----- TEXT EXTRACT -----
40. A method of concealing data processing occurring in a CPU from
power analysis during the execution of a program, the method
comprising: (i) at a point during the execution of the program,
inserting a random number of program counter cycles instruction
fetch cycles, (ii) while the random number of instruction fetch
cycles are occurring, fetching instructions from memory, executing
those instructions in program sequence, but inhibiting updating of
normal memory locations based on the execution of those
instructions; and (iii) at the conclusion of said random number of
instructions, then recommencing normal program execution by
refetching the same instructions which were initially fetched while
the random number of instruction fetch cycles were occurring, but
when the instructions are refetched, updating memory locations in a
normal manner for the CPU.
41. The method of claim 40 wherein the insertion of said random
number of program counter cycles instruction fetch cycles is
controlled by s state of a random instruction mask control
flag.
42. The method of claim 40 wherein, while the random number of
instruction fetch cycles are occurring, updating a dummy memory
location based on the execution of instructions.
43. A method of concealing data processing occurring in a CPU from
power analysis during the execution of a program, the method
comprising: (i) at a point during the execution of the program,
inserting a random number of program counter cycles instruction
fetch cycles; and (ii) while the random number of instruction fetch
cycles are occurring, mimicking power consumption associated with
(a) fetching instructions from memory, (b) executing those
instructions in program sequence, and (c) writing results to memory
registers.
44. A data processor comprising: an arithmetic logic unit; a
control flag register; a plurality of registers for normally
receiving output of the arithmetic logic unit in response to an
arithmetic instruction and in response to a first state of said
control flag register; and a dummy register for receiving output of
the arithmetic logic unit, in lieu of one of the plurality of
registers, in response to an instruction and in response to a
second state of said control flag register.
45. The data processor of claim 44 further comprising: a first
program counter; a second program counter; the first and second
program counters being responsive to the state of said control flag
register so that the first program counter is enabled when said
control flag register is in said first state and so that the second
program counter is enabled when said control flag register is in
said second state; and wherein an enabled one of said first and
second program counters fetches instructions from an instruction
memory.
46. The data processor of claim 45 wherein the arithmetic logic
unit outputs the results of an arithmetic instruction fetched by
the first program counter to one of said plurality of registers and
the arithmetic logic unit outputs the results of an arithmetic
instruction fetched by the second program counter to said dummy
register.
----- PROVIDED DATA -----
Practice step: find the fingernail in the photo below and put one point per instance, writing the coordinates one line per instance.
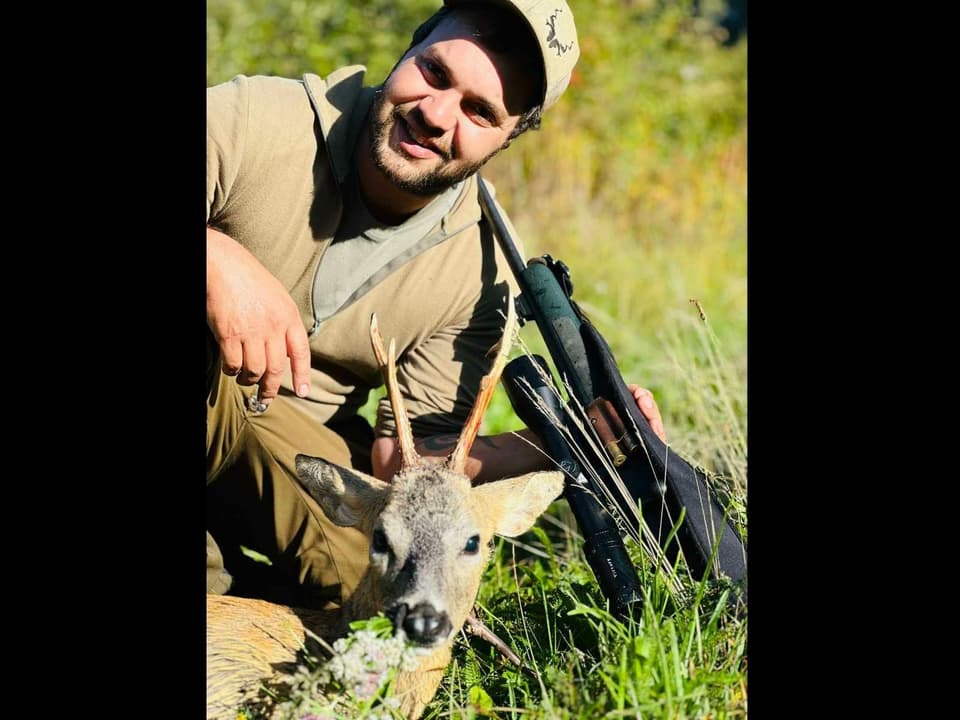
(255, 404)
-----
## CHALLENGE
Rewrite the patent claims text, starting with "42. The method" and going on through "execution of instructions.", and swap "dummy" for "decoy".

## TASK OUTPUT
42. The method of claim 40 wherein, while the random number of
instruction fetch cycles are occurring, updating a decoy memory
location based on the execution of instructions.